**TASK DETAILS**. The expected output is the complete data, reproduced exactly.

>>>

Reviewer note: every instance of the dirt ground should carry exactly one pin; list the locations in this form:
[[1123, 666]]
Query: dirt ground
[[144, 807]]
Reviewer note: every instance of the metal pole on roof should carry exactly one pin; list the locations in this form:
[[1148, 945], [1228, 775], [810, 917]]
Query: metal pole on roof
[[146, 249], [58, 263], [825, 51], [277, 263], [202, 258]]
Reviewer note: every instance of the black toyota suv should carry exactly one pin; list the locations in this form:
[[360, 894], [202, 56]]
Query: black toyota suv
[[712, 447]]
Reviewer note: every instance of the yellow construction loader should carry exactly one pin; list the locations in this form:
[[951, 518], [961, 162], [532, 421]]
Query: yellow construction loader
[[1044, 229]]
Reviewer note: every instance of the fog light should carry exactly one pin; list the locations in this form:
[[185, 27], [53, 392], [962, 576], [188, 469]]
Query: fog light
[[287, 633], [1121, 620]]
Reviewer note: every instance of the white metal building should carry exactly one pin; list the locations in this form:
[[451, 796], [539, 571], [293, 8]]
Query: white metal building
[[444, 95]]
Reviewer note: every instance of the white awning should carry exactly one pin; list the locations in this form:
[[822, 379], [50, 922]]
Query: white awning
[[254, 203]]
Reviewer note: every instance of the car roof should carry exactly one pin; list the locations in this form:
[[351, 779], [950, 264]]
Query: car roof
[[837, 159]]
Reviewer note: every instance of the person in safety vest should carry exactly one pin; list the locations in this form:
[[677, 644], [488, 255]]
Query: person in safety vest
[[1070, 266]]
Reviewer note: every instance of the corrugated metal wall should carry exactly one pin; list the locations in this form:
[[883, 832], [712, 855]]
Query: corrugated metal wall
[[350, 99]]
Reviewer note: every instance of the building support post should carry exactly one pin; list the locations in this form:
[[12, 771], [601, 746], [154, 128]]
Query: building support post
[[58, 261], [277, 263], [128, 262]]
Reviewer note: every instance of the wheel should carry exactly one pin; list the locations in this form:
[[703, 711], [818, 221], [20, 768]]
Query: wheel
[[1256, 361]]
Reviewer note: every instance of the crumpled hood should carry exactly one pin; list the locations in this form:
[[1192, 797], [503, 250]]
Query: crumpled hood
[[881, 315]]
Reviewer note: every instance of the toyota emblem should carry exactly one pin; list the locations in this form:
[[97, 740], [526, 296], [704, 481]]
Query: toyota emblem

<<<

**WRITTEN SOLUTION**.
Reviewer note: every instance of the dirt ground should carry exactly one pin; list the locations in this form:
[[1123, 666]]
Query: dirt ground
[[144, 807]]
Reviewer note: every instance of the metal pole on roof should carry exactly one pin; list the locations in this form:
[[1148, 945], [1228, 775], [810, 917]]
Query: metal pole on roof
[[146, 249], [58, 263], [825, 51], [277, 263], [202, 258]]
Reviewer note: every instance of the black toyota suv should carry exactly one pin; list the locations in this form:
[[360, 894], [202, 56]]
Query: black toyota suv
[[712, 447]]
Reviewer note: every instance of the yellow construction loader should carry exactly one pin; list the locations in this form:
[[951, 518], [961, 162], [532, 421]]
Query: yellow construction loader
[[1044, 229]]
Reviewer note: every instance of the fog light should carry exactly one pin; list the locations in this form:
[[185, 27], [53, 392], [962, 576], [188, 469]]
Query: fog light
[[287, 633], [1121, 620]]
Reviewer note: every instance of the white metal building should carry exactly one pin; list the locations in this form:
[[451, 796], [539, 571], [293, 8]]
Query: white metal building
[[444, 95]]
Reviewer note: every instance of the white awning should carry exactly one pin; list the locations in this form:
[[822, 379], [50, 922]]
Query: white awning
[[254, 203]]
Reviewer note: every instance of the car roof should carry exactly one pin; list the locations in this form:
[[351, 779], [950, 264]]
Query: car roof
[[837, 159]]
Reviewer note: every instance of the person in safety vest should carry exactly one pin; list the locations in this form:
[[677, 644], [488, 255]]
Query: person in safety vest
[[1070, 266]]
Reviewer note: every instance of the corrugated metal wall should carry exactly one pin; list the locations in this form:
[[883, 832], [712, 855]]
Query: corrugated metal wall
[[350, 99]]
Reviewer note: every instance of the building support post should carry exactly one pin; list the locations in this form:
[[12, 771], [601, 746], [154, 128]]
Query: building support post
[[58, 261], [277, 263], [128, 262]]
Reviewer note: every instance of the wheel should carry exactly one pin; list the locations in this form:
[[703, 711], [818, 221], [20, 768]]
Query: wheel
[[1256, 361]]
Reviewer note: every instance of the crumpled hood should carry exactly one pin; list the locations in this form:
[[1192, 797], [503, 250]]
Query: crumpled hood
[[881, 315]]
Reviewer note: every instance of the toyota emblem should carry exactly one pin; list the locations in this form:
[[97, 740], [526, 296], [704, 481]]
Query: toyota emblem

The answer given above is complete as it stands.